■ TASK INSTRUCTIONS:
Count how many lines in the rows below contain the string "window". Case matters. Reply with only the number.

■ MATERIAL SUPPLIED:
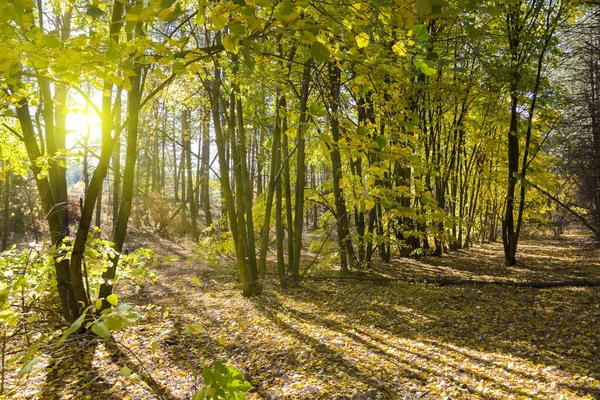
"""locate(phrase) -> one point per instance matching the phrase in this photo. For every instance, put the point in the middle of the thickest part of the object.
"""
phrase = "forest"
(300, 199)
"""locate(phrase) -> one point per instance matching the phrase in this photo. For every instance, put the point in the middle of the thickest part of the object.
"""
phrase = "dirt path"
(368, 340)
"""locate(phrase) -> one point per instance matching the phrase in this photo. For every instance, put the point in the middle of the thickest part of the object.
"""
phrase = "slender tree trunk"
(244, 271)
(6, 211)
(301, 170)
(119, 233)
(187, 144)
(347, 257)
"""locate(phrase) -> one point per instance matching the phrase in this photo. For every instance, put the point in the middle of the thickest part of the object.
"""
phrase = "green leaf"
(167, 3)
(201, 17)
(73, 328)
(424, 7)
(421, 33)
(113, 299)
(100, 329)
(319, 51)
(362, 40)
(27, 367)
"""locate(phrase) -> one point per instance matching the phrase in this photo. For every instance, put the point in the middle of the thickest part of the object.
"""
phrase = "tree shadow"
(71, 371)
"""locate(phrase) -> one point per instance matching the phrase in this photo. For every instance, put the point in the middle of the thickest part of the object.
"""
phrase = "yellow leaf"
(399, 49)
(408, 19)
(362, 40)
(127, 84)
(230, 44)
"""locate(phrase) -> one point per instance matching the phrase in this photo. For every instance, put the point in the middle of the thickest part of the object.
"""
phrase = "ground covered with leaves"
(354, 338)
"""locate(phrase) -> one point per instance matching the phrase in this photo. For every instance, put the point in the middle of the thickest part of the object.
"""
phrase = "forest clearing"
(337, 339)
(299, 199)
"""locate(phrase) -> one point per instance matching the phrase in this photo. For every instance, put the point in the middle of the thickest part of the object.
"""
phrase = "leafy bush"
(224, 382)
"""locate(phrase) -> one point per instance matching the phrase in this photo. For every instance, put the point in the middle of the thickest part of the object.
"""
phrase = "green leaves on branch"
(319, 51)
(224, 382)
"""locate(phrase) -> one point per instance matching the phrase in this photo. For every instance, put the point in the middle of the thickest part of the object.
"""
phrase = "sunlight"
(82, 123)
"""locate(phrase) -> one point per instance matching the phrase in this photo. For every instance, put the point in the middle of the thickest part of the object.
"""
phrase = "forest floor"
(344, 339)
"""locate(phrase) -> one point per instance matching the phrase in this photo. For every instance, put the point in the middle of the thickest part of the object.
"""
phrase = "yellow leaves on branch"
(362, 40)
(399, 49)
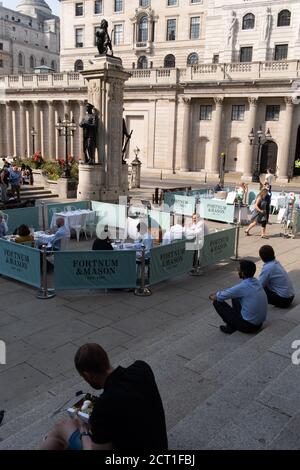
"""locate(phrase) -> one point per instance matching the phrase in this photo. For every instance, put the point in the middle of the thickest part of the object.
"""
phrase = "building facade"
(182, 117)
(29, 38)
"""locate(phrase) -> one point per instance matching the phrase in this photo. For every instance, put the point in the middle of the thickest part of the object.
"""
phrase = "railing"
(275, 70)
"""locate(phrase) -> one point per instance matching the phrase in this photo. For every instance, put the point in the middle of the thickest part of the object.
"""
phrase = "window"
(246, 54)
(142, 62)
(118, 5)
(205, 112)
(118, 34)
(32, 62)
(281, 52)
(192, 59)
(248, 21)
(78, 9)
(21, 60)
(195, 27)
(169, 61)
(98, 7)
(78, 66)
(79, 37)
(238, 112)
(284, 18)
(272, 112)
(143, 29)
(171, 30)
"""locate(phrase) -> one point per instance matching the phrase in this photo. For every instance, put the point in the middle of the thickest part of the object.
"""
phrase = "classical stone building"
(29, 38)
(183, 117)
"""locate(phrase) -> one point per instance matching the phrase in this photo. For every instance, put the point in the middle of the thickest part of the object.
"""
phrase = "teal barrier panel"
(113, 215)
(95, 270)
(169, 261)
(218, 246)
(52, 208)
(215, 209)
(28, 216)
(20, 262)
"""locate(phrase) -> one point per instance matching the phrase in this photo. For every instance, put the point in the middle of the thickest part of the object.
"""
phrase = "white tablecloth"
(72, 218)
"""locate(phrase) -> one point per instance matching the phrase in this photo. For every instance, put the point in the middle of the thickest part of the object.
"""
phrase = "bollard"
(143, 291)
(45, 293)
(43, 216)
(237, 239)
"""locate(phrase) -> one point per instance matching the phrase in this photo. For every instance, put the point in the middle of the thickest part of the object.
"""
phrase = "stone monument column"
(107, 179)
(248, 152)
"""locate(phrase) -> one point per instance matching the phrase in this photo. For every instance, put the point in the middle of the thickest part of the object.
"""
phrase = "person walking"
(259, 215)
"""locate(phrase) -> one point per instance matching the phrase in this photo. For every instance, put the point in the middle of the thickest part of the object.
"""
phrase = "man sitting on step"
(128, 415)
(275, 279)
(249, 302)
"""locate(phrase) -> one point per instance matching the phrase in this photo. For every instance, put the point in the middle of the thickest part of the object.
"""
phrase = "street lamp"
(33, 134)
(66, 129)
(257, 139)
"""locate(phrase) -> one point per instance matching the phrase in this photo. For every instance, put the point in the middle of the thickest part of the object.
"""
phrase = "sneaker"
(227, 329)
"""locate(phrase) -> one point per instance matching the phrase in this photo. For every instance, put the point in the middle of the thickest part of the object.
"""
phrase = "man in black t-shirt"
(128, 415)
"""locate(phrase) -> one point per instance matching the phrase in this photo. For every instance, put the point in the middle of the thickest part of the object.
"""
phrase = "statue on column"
(231, 28)
(89, 124)
(103, 40)
(267, 25)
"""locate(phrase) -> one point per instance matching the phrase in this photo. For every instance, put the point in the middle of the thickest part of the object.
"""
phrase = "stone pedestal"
(108, 178)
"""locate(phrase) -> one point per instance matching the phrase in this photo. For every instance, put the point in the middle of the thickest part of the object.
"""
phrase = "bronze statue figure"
(89, 124)
(103, 40)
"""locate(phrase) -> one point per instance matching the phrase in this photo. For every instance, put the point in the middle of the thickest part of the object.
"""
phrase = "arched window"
(192, 59)
(169, 61)
(248, 21)
(21, 60)
(142, 62)
(78, 66)
(143, 29)
(284, 18)
(32, 62)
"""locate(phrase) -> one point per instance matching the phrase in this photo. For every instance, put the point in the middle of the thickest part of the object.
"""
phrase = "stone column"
(37, 125)
(23, 129)
(215, 157)
(9, 129)
(248, 152)
(51, 131)
(185, 164)
(283, 156)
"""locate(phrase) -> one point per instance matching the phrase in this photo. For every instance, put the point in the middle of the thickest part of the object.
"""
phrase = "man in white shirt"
(275, 279)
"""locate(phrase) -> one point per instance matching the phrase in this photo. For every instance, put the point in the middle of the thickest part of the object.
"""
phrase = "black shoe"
(227, 329)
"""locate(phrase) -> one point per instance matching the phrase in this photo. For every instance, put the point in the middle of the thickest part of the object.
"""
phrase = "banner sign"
(113, 215)
(169, 261)
(218, 246)
(17, 217)
(215, 209)
(20, 262)
(55, 208)
(95, 270)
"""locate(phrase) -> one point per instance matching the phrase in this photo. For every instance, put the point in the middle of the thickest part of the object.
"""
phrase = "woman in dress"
(259, 214)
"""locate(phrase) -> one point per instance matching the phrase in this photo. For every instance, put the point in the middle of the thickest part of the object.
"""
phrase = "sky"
(53, 4)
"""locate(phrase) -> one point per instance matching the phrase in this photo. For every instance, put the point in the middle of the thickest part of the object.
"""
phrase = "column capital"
(218, 100)
(253, 100)
(289, 100)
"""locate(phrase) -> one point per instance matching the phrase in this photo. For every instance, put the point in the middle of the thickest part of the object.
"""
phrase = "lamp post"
(33, 134)
(258, 139)
(66, 129)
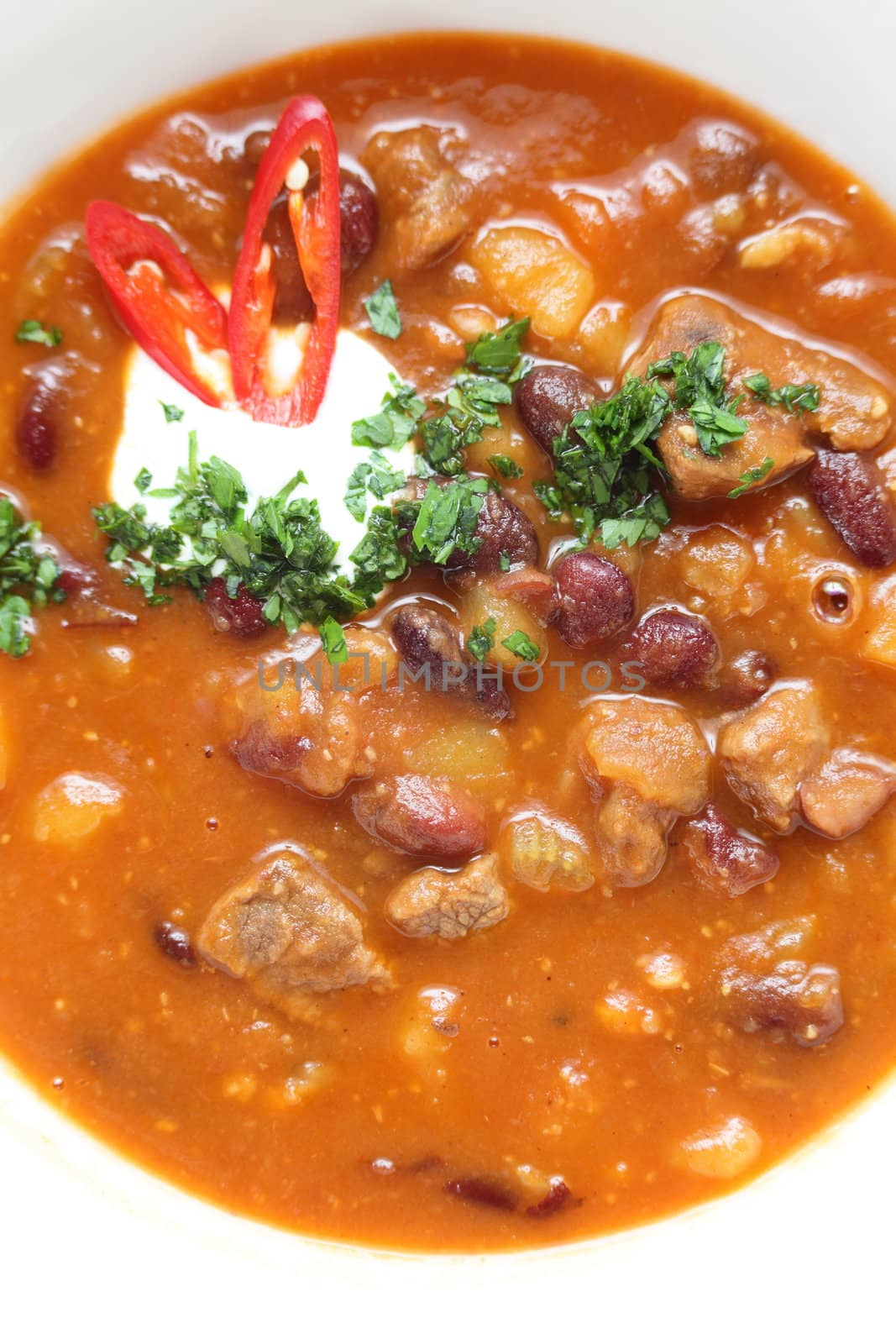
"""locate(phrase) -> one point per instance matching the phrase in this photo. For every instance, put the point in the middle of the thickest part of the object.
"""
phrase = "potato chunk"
(74, 806)
(720, 1152)
(537, 275)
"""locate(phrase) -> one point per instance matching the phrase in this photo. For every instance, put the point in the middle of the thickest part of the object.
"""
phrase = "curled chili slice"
(305, 125)
(159, 297)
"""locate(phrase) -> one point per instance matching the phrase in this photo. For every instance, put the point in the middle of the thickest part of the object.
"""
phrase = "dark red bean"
(727, 859)
(241, 615)
(38, 423)
(559, 1196)
(674, 648)
(849, 491)
(486, 1191)
(422, 816)
(594, 597)
(425, 638)
(747, 676)
(359, 218)
(175, 942)
(501, 530)
(548, 398)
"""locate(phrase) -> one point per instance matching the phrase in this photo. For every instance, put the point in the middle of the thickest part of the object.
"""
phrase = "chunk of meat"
(674, 648)
(855, 412)
(851, 494)
(647, 764)
(768, 750)
(307, 737)
(846, 792)
(291, 933)
(762, 984)
(449, 905)
(653, 748)
(723, 857)
(504, 534)
(421, 815)
(548, 396)
(426, 202)
(426, 638)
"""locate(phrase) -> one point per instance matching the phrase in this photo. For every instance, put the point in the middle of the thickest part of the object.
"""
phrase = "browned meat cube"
(727, 859)
(449, 905)
(855, 410)
(846, 792)
(772, 748)
(426, 203)
(291, 933)
(763, 984)
(647, 764)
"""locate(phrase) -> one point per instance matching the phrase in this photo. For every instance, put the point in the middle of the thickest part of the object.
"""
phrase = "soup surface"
(473, 965)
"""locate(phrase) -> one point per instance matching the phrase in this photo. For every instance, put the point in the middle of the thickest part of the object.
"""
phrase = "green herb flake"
(506, 467)
(36, 333)
(333, 642)
(750, 477)
(27, 578)
(383, 312)
(521, 647)
(481, 638)
(794, 396)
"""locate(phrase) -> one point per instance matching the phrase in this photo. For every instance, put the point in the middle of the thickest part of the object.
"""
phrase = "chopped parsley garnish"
(375, 477)
(280, 553)
(446, 519)
(700, 389)
(396, 423)
(481, 638)
(752, 476)
(499, 353)
(27, 578)
(793, 396)
(383, 312)
(602, 467)
(521, 647)
(333, 640)
(36, 333)
(506, 465)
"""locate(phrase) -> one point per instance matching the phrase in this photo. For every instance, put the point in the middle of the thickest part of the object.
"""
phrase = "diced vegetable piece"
(535, 273)
(74, 806)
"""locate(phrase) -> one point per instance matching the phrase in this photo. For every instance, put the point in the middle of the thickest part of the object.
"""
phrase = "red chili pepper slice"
(157, 295)
(316, 228)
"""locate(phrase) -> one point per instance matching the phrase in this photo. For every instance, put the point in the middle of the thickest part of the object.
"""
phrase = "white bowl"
(92, 1241)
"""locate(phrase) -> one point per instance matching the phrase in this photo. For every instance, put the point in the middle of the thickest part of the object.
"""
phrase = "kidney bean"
(175, 942)
(533, 588)
(726, 858)
(594, 597)
(747, 676)
(241, 615)
(483, 1189)
(548, 396)
(422, 816)
(38, 423)
(359, 217)
(425, 638)
(674, 648)
(501, 530)
(849, 491)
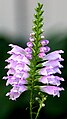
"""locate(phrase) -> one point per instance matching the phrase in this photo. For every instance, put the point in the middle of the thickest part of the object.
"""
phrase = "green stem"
(31, 101)
(38, 111)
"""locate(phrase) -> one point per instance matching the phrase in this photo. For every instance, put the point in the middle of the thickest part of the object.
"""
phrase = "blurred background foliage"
(56, 108)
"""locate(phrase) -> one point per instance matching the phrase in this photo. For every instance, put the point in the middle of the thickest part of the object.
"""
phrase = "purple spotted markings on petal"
(51, 66)
(19, 67)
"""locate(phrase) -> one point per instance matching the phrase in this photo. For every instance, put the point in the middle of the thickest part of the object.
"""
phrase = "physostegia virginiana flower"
(33, 68)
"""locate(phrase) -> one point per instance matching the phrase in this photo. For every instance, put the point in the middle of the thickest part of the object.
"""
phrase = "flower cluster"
(18, 71)
(19, 63)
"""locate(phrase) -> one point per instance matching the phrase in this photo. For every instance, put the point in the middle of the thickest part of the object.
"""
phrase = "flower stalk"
(33, 68)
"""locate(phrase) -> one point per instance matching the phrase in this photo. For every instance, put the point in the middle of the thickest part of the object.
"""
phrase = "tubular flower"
(51, 66)
(33, 66)
(18, 71)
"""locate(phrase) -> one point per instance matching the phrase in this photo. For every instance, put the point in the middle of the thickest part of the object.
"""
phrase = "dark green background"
(56, 108)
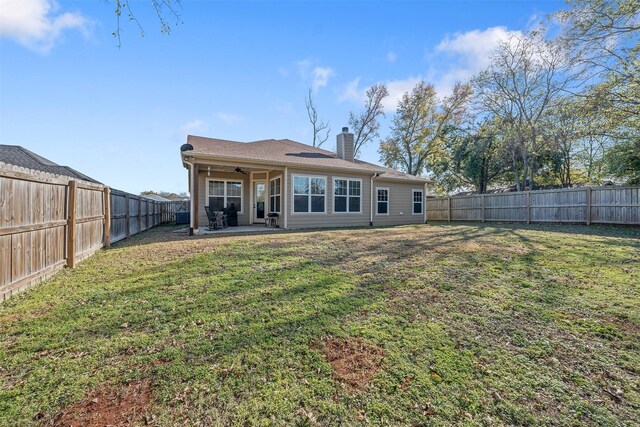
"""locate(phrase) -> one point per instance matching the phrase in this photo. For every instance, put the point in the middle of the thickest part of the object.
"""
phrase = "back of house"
(304, 186)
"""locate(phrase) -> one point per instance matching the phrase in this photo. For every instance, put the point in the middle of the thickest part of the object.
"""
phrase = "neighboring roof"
(156, 197)
(287, 152)
(20, 156)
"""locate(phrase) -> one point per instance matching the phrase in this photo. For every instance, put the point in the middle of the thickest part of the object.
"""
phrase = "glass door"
(260, 203)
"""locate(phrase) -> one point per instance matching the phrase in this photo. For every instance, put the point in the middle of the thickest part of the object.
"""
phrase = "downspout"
(424, 202)
(286, 197)
(191, 204)
(371, 202)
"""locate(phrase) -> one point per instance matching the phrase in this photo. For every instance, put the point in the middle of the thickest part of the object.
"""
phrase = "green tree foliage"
(420, 127)
(526, 77)
(474, 158)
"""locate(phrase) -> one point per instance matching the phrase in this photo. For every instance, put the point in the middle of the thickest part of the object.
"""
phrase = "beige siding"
(400, 201)
(243, 218)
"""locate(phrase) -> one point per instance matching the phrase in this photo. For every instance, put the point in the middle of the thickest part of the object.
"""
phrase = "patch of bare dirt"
(354, 361)
(109, 406)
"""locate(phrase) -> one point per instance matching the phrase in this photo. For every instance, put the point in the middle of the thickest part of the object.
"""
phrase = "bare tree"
(164, 10)
(365, 125)
(605, 36)
(526, 77)
(420, 125)
(321, 129)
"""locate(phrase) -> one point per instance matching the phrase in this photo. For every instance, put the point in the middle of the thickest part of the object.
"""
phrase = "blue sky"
(233, 70)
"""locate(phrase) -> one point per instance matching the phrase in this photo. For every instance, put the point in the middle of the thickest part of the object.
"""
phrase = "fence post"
(107, 217)
(71, 224)
(127, 215)
(588, 205)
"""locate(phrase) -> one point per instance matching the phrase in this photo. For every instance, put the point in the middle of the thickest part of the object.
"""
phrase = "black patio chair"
(216, 219)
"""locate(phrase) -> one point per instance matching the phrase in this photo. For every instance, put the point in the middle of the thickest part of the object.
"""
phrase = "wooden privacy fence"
(49, 221)
(601, 205)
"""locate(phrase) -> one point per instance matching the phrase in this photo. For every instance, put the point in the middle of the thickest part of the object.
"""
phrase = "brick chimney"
(344, 145)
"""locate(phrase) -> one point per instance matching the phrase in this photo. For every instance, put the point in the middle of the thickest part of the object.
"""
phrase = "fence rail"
(49, 221)
(589, 205)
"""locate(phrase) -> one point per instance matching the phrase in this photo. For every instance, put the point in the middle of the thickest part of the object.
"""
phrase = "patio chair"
(216, 219)
(271, 220)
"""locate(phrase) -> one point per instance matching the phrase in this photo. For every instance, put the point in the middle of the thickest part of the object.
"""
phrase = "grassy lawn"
(417, 325)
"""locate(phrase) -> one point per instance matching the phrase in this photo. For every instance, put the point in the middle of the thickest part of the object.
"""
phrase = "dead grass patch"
(108, 406)
(354, 361)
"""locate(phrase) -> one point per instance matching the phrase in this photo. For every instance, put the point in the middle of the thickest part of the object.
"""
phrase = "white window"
(274, 195)
(222, 193)
(309, 194)
(382, 201)
(347, 195)
(418, 196)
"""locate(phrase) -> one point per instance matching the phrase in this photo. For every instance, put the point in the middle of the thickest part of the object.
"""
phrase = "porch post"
(191, 188)
(285, 183)
(195, 196)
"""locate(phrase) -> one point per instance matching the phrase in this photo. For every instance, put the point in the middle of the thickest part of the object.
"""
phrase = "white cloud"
(468, 54)
(353, 93)
(37, 24)
(228, 118)
(396, 89)
(318, 75)
(321, 77)
(194, 126)
(391, 57)
(465, 54)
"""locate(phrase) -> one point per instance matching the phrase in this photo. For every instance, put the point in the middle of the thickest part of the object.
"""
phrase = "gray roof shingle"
(20, 156)
(286, 151)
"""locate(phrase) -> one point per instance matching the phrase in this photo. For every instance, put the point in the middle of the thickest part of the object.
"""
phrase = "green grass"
(480, 325)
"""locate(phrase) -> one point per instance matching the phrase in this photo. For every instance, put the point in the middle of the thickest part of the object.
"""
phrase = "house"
(20, 156)
(307, 187)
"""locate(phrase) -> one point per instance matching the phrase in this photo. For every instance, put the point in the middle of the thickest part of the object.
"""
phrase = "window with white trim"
(418, 201)
(347, 195)
(309, 194)
(382, 201)
(222, 193)
(274, 195)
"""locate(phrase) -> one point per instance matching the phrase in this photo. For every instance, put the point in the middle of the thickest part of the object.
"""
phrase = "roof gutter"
(191, 169)
(293, 165)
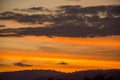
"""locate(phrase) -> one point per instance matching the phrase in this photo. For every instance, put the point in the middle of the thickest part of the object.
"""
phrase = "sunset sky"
(46, 34)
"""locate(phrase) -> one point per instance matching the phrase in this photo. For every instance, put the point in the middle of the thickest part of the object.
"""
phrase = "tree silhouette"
(99, 77)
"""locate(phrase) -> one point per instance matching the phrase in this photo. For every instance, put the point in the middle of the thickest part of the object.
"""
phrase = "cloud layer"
(67, 21)
(22, 64)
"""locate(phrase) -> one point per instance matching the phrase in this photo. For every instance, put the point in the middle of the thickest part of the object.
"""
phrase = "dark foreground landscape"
(54, 75)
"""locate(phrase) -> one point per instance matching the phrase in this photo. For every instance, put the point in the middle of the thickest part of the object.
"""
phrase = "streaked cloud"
(22, 64)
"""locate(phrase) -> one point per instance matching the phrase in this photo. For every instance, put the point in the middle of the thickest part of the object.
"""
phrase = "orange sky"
(47, 53)
(58, 53)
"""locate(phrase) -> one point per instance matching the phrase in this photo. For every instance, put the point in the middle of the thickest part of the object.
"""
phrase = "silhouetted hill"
(114, 74)
(28, 74)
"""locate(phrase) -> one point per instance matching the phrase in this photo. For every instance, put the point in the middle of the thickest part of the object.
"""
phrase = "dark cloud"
(2, 65)
(22, 64)
(2, 26)
(69, 21)
(63, 63)
(33, 9)
(25, 18)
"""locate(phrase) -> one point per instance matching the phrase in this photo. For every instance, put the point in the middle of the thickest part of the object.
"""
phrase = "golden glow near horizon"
(49, 53)
(58, 53)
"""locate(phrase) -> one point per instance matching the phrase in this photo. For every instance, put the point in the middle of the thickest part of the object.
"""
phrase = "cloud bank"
(67, 21)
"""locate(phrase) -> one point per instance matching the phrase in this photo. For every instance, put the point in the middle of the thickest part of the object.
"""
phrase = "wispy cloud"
(22, 64)
(63, 63)
(69, 21)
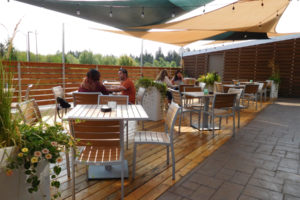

■ FINISHED TASK:
4